TEKS YANG DIBERIKAN:
Persoalan 'KPU Gagap' ini sering dialamatkan kepada para komisioner ketika ada persoalan baru. Silahkan buka Google ketik kata kunci 'KPU Gagap' maka akan muncul sejumlah pemberitaan di media mengenai KPU yang terkesan gagap dalam bertindak.
Gagap identik dengan penyakit bicara yang biasanya diidap anak-anak karena tak tahu dan tak mampu bicara. Bisa juga dikaitkan dengan sikap grogi atau 'demam panggung'.
Dalam konteks KPU, kata gagap bisa diterjemahkan KPU belum mampu berkomunikasi dan mengkomunikasikan persoalan Kepemiluan yang kerap muncul secara tiba-tiba.
Padahal KPU telah memiliki perangkat hukum dan teknis pelaksanaan soal kepemiluan yang lengkap hingga mengatur hal-hal yang begitu detail dalam aturan pelaksanaannya.
Namun kembali lagi ke persoalan utama bagaimana mengkomunikasikan persoalan tersebut kepada publik sehingga KPU terlihat paham dengan persoalan yang ada dan tidak berkepanjangan yang dikhawatirkan mengganggu jalannya proses Pemilu.
Termasuk melanjutkan tradisi komunikasi yang sudah dilaksanakan KPU seperti sosialisasi pelaksanaan tahapan Pemilu dan Pilkada kepada masyarakat dengan mengajak masyarakat terutama pemilih berperan aktif dalam Pemilu.

DATA:
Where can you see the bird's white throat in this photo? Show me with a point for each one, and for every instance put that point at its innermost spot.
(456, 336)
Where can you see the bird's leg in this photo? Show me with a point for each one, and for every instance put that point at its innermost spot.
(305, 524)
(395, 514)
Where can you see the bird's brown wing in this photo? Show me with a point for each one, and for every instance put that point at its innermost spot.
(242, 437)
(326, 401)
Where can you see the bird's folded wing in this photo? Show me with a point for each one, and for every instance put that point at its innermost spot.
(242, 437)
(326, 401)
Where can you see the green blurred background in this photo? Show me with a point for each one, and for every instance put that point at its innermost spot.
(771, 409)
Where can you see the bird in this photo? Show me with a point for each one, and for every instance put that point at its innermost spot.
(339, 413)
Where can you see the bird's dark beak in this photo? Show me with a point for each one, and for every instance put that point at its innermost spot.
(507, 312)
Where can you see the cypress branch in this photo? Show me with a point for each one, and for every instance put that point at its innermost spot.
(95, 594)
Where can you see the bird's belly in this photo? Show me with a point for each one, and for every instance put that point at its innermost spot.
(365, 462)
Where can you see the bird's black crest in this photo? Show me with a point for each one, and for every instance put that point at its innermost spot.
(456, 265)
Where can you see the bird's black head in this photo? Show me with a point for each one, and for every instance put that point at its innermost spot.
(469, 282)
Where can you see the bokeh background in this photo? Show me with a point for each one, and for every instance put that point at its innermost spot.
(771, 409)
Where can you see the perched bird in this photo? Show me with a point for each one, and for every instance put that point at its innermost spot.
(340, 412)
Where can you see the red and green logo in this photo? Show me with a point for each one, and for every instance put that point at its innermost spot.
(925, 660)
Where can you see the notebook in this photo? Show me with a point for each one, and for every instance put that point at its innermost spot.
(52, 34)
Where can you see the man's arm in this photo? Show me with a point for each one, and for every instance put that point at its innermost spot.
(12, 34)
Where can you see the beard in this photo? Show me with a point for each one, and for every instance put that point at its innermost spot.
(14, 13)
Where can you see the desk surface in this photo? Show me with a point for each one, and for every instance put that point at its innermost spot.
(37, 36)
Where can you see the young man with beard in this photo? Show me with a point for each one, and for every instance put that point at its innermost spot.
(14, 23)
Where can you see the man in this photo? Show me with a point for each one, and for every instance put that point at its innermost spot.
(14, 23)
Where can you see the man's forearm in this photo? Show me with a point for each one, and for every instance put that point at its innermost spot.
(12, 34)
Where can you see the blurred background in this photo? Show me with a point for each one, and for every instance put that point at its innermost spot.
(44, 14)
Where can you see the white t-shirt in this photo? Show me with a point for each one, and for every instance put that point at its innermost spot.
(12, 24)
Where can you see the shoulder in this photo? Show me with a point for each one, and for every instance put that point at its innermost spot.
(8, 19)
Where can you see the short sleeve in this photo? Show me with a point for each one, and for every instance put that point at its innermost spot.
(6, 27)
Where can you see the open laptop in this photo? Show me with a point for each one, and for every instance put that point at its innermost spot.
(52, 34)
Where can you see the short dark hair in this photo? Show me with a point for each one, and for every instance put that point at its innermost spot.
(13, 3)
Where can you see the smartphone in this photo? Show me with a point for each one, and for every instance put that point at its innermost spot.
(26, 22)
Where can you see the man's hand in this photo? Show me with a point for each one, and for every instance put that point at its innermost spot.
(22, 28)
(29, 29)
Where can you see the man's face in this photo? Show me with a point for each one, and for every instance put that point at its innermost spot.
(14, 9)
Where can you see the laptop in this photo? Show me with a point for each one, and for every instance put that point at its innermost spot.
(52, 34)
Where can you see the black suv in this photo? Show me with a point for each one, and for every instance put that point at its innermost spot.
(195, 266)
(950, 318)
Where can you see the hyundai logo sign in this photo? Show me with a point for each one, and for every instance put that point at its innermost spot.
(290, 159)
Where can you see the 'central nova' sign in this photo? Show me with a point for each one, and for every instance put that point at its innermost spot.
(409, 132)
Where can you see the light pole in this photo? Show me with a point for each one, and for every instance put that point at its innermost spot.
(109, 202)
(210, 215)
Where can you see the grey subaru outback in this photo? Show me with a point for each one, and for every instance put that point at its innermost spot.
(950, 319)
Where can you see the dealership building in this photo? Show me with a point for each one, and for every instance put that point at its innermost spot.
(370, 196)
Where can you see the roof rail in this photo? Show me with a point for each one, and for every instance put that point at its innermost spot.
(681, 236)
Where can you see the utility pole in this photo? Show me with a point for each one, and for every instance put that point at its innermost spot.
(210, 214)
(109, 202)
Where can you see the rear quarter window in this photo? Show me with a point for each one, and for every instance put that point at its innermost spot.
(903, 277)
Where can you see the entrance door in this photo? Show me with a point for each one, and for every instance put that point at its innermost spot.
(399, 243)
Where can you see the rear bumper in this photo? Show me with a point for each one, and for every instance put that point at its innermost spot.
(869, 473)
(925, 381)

PERINTAH TUGAS:
Tulis ulang bagian teks tentang KPU gagap mulai dari "Gagap identik dengan" sampai dengan "dalam aturan pelaksanaannya.", lalu ganti "perangkat hukum" dengan "landasan hukum".

JAWABAN:
Gagap identik dengan penyakit bicara yang biasanya diidap anak-anak karena tak tahu dan tak mampu bicara. Bisa juga dikaitkan dengan sikap grogi atau 'demam panggung'.
Dalam konteks KPU, kata gagap bisa diterjemahkan KPU belum mampu berkomunikasi dan mengkomunikasikan persoalan Kepemiluan yang kerap muncul secara tiba-tiba.
Padahal KPU telah memiliki landasan hukum dan teknis pelaksanaan soal kepemiluan yang lengkap hingga mengatur hal-hal yang begitu detail dalam aturan pelaksanaannya.